**Exercise requirements**:
Write the next part of the Lydia de Crescenzo biography, starting right after its final sentence.

= Lydia de Crescenzo =

Italian fashion designer

Lydia de Crescenzo (8 Jun 1918–1988) was an Italian fashion designer known as Lydia de Roma (Lydia of Rome), specializing in sportswear.

== Biography ==
de Crescenzo was born in Buenos Aires and grew up in Paris. Her father, who worked in the fashion industry as a buyer, came to Italy just before World War II and opened a shop for imported goods, with the assistance of his daughter as a designer. After the War, there was no ability to import goods, resources were low, and their business was in danger, which inspired de Crescenzo to make clothing out of unwanted trousseau sheets and tablecloths, and even mattress ticking, incorporating the embroidery already on the linens. de Crescenzo told Marcia Corbino of the Sarasota Journal, that when she started out in business, it was very difficult for professional women in Italy to be taken seriously; and that clever businesswomen were distrusted.

She launched the Lydia de Roma business in 1961. By 1962 Lydia de Roma clothing was being retailed by Neiman Marcus and becoming known for its sophisticated use of Italian fabrics and needlework. Marjorie Griswold, the influential buyer for Lord & Taylor who had introduced Emilio Pucci and Claire McCardell among others to the department store's clientele, noted Lydia de Roma as one of her recent discoveries in 1964. de Crescenzo's distinctive embroidered motifs were drawn from various sources, such as 16th century flower designs from Heinrich Cornelius Agrippa's Strange Medical Gallery.

**Supplied information**:
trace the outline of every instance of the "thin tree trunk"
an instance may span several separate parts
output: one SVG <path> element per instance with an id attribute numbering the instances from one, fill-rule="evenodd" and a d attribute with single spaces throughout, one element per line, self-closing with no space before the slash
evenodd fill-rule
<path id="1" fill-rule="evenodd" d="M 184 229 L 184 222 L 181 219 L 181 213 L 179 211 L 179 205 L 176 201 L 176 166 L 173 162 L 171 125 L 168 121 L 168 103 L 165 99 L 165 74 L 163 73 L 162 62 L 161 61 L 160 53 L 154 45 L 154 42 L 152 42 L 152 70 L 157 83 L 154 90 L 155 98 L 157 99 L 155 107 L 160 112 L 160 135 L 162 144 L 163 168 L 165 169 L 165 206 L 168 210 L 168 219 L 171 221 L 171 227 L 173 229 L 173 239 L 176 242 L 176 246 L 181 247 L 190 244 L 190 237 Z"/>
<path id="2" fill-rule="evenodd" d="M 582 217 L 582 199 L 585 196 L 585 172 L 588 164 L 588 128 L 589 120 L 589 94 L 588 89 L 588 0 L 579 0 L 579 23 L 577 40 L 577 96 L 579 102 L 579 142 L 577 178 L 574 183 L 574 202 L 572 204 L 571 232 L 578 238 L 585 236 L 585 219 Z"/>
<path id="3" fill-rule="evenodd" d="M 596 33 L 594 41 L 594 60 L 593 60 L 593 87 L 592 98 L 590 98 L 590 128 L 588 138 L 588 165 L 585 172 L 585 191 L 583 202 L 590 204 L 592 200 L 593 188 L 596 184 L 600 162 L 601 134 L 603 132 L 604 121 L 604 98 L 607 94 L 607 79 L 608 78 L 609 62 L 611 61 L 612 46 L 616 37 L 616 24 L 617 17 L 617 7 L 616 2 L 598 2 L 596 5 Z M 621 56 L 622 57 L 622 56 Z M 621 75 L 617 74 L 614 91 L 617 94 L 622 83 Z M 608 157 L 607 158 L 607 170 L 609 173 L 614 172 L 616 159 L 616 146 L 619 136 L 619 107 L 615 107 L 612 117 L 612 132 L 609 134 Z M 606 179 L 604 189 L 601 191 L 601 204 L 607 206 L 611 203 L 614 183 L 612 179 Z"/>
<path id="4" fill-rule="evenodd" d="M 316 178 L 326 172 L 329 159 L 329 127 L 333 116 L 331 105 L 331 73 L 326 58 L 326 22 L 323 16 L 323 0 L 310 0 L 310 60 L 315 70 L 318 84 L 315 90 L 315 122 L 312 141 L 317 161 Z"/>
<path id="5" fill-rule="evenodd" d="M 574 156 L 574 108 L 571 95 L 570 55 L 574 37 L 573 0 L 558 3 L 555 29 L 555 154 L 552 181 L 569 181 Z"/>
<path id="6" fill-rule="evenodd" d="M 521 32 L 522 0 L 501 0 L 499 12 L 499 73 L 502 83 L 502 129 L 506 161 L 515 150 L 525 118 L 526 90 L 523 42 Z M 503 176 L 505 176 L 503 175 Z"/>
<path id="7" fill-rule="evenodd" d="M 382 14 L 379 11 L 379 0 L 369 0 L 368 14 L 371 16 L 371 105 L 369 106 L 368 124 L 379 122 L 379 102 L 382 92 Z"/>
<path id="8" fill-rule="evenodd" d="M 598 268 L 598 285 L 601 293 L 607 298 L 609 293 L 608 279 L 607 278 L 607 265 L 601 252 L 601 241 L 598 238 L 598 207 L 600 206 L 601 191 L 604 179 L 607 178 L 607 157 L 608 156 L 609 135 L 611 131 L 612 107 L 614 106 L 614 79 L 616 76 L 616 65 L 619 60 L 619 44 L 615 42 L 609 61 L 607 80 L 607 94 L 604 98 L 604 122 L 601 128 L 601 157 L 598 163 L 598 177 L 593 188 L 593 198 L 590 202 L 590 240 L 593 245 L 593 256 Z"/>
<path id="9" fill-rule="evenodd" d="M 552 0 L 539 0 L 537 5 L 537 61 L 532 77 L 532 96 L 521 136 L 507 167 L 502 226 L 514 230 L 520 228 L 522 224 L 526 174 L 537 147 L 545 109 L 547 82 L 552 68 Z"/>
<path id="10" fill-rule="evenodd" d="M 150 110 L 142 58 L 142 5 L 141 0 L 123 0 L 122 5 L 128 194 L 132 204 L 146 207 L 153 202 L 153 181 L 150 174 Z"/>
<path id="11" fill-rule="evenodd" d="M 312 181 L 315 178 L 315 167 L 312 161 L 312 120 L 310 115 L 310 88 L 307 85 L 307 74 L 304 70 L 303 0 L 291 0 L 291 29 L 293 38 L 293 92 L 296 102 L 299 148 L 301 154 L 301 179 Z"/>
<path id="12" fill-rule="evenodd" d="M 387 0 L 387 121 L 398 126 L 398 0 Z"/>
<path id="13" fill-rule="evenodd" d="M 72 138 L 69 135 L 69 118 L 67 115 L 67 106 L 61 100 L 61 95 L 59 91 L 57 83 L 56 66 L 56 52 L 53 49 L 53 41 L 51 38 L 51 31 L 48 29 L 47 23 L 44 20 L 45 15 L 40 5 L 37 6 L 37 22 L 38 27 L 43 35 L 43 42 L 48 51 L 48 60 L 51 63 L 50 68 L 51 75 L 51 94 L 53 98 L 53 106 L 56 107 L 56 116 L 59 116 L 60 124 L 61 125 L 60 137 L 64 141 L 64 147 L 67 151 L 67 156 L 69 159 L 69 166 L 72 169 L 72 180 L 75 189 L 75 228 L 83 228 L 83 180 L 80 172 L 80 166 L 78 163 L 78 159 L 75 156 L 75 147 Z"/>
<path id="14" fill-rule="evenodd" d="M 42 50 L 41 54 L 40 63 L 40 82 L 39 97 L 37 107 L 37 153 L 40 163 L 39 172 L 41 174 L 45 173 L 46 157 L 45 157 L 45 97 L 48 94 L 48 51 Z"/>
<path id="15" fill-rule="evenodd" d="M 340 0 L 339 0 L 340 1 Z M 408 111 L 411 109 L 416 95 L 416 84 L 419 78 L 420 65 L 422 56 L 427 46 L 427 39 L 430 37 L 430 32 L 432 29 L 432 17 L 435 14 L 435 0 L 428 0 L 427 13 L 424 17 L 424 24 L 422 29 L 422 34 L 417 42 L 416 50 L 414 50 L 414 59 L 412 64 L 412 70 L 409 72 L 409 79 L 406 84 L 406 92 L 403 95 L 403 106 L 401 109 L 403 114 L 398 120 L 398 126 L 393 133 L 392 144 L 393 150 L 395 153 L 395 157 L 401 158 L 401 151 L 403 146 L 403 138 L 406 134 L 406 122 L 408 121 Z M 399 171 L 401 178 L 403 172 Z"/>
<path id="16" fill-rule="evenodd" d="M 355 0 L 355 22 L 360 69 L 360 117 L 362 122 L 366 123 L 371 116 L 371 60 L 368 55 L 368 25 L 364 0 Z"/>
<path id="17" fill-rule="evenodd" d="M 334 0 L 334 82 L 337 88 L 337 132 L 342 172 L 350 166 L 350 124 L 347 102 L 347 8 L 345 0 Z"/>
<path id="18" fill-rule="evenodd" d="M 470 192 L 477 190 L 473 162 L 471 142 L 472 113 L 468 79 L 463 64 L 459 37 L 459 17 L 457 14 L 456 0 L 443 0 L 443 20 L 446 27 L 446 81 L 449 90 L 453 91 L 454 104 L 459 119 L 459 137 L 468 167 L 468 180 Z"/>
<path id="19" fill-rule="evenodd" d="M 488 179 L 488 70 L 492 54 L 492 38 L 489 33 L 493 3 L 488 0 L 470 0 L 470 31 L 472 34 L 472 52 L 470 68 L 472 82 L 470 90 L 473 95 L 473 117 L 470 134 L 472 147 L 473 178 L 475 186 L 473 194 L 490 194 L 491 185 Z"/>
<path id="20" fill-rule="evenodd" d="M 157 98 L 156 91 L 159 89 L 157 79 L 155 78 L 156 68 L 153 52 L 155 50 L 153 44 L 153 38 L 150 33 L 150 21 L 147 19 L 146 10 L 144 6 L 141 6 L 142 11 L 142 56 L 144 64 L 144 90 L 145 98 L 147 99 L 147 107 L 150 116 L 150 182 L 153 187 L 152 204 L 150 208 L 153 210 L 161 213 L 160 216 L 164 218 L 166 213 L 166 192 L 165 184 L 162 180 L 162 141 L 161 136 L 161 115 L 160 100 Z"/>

**Exercise answer**:
By 1977, de Crescenzo's two daughters, Nicoletta and Rossella, had joined her in business, helping her design. Nicoletta had already had designing success as Nicoletta of Rome, creating clothing to be manufactured by Montgomery Ward and sold through their Brentshire Designers line in 1966, as well as having her work presented alongside her mother's. In 1977 Lydia de Crescenzo was still working to the cottage industry principle, employing home-workers to embroider and sew her work, including women whose husbands would not allow them to work away from home and young convent students.

== Awards ==

- 1967: Neiman Marcus Fashion Award for producing "Italy's finest hand-embroidered play clothes."